--- START OF Text extract ---

As a side benefit, this solution is much simpler to use. It only requires a single class for notifications and a single class for notification handlers: no sub-classing is required to define different types of notification, just separate instances of these classes.

Recap – Domain Events

The notification mechanism we are discussing is an implementation of Domain Events. It allows the consistent update of POUs of a program based on things that have happened in other unrelated POUs.

The mechanism is based on the publisher/subscriber model:

  • Subscribers register with a publisher.
  • The publisher raises a notification when something interesting happens.
  • Each subscriber receives the notifications, and updates accordingly.

The main benefits are:
1. It allows decoupling of classes as the publisher class needs to know nothing about the subscriber classes.
2. It allows one-to-many communication as multiple client objects can subscribe to a single publishing object.
3. It allow many-to-one communication as a single client object can subscribe to the same notification raised by multiple publisher objects.
4. It allows many-to-many communication – for example many objects can receive a Reset message that is raised by multiple sources (different controls stations or HMIs, etc)

Overview – A Simple Example

The notification represents something interesting happening. Here, a notification is used to indicate that a radioactive nucleus has decayed:

This is handled by a Geiger counter to count the decays:

The notification is an instance of T_Notification. Here it is declared in a global list, but it could be a local variable of the publishing class:

Instances of the publisher and subscriber classes are declared in a global object list:

And the notification handler is linked to the notification during initialisation:

The result being that when the atom decays, the Geiger counter increments.

--- END OF Text extract ---

> [Given exercise 1]: Reproduce the rows below, switching "walkway" to "path" and keeping everything else unchanged. Omit the pictures.
The rows that follow have a source unrelated to the Domain Events text.

--- START OF Provided data ---

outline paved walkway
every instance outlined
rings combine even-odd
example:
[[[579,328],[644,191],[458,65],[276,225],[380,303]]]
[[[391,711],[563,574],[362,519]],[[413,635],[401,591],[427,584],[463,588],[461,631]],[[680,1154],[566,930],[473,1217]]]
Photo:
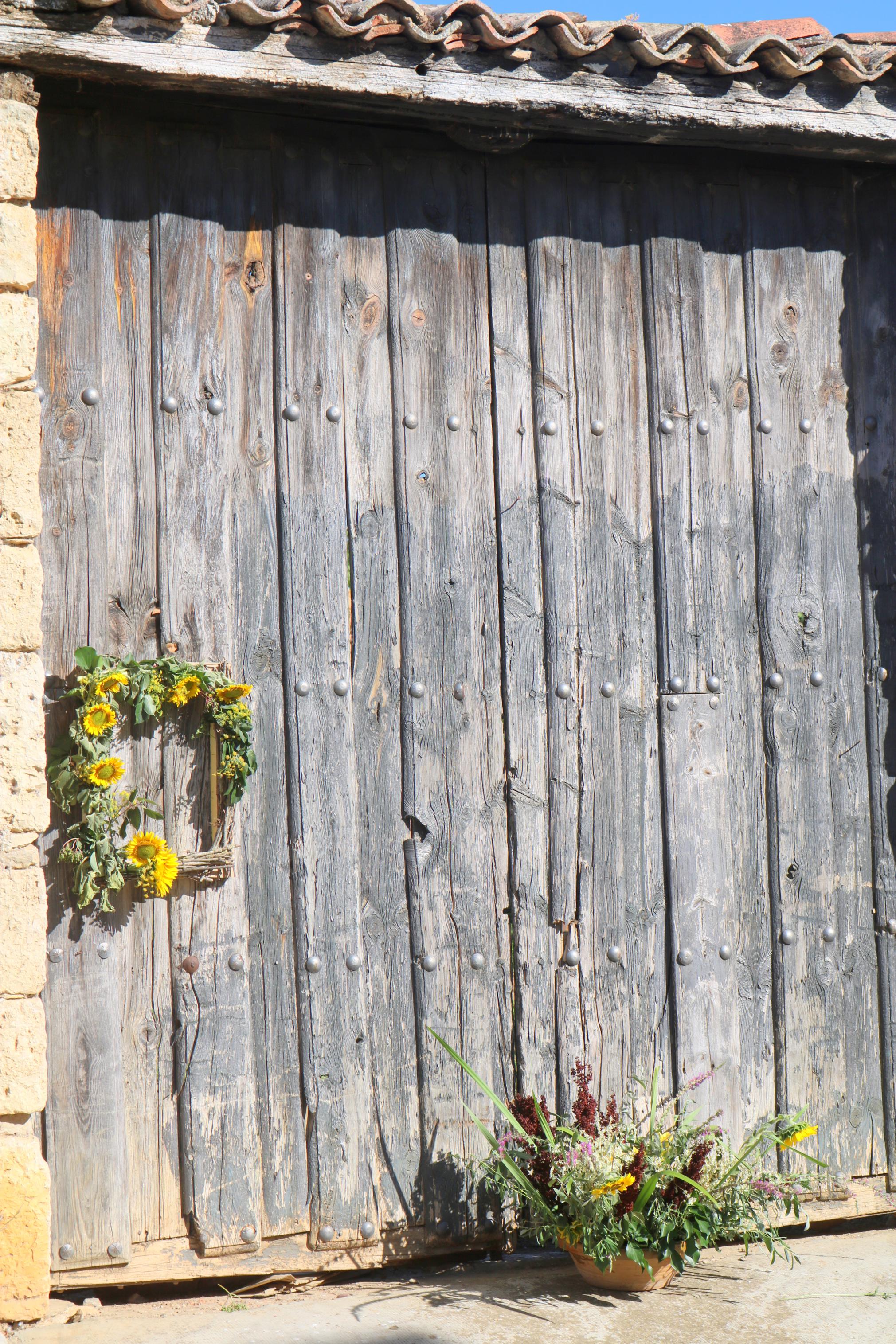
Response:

--- END OF Provided data ---

> [Given exercise 2]: Quote the Domain Events text word for word, everything from "The notification is" down to "Geiger counter increments.".

> [Exercise answer 1]:
outline paved path
every instance outlined
rings combine even-odd
example:
[[[579,328],[644,191],[458,65],[276,225],[380,303]]]
[[[391,711],[563,574],[362,519]],[[413,635],[401,591],[427,584],[463,588],[461,631]],[[680,1154],[566,930],[473,1217]]]
Photo:
Response:

> [Exercise answer 2]:
The notification is an instance of T_Notification. Here it is declared in a global list, but it could be a local variable of the publishing class:

Instances of the publisher and subscriber classes are declared in a global object list:

And the notification handler is linked to the notification during initialisation:

The result being that when the atom decays, the Geiger counter increments.